◆ Photo-based referring expression data ◆
_ _ _ _

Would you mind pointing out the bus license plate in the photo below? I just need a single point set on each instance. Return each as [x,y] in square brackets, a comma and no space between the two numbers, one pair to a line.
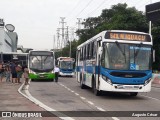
[128,87]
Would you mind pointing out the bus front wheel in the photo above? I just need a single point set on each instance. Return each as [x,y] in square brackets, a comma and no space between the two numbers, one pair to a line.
[95,91]
[133,93]
[81,82]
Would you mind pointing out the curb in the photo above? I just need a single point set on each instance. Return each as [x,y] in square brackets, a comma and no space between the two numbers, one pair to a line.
[40,104]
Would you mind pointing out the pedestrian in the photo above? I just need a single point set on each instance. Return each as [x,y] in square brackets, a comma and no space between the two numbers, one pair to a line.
[1,71]
[56,71]
[26,75]
[8,74]
[19,73]
[13,72]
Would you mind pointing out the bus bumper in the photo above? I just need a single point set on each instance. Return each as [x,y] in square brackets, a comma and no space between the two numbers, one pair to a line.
[66,74]
[104,86]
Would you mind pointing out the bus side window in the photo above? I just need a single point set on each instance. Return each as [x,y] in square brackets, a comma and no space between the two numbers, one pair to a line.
[84,54]
[103,58]
[88,49]
[94,50]
[81,54]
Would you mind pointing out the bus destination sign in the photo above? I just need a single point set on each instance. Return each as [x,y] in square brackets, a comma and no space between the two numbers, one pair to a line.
[128,36]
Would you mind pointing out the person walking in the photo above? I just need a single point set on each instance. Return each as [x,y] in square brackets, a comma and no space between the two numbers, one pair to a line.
[26,75]
[1,71]
[56,71]
[8,73]
[19,73]
[13,72]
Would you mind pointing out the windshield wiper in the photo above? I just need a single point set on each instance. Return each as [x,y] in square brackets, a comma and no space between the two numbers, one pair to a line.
[123,53]
[137,52]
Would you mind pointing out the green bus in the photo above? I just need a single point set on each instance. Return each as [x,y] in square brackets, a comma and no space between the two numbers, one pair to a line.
[41,65]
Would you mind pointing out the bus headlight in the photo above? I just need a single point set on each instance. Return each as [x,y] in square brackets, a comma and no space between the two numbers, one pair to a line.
[147,81]
[106,79]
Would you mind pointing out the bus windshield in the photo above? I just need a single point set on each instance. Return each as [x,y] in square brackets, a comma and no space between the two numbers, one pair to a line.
[66,65]
[41,63]
[126,56]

_ _ _ _

All lines from the one with "Would you mind pointing out the bus windshield" through the end of the data must be repeated exactly, and nothing else may be repeated.

Would you mind pointing out the bus windshield in the photo above? I just need a single point set on each instance. Return each as [x,y] in square brackets, a comma and no space between the two numbers, one pair to a line.
[66,65]
[41,63]
[126,56]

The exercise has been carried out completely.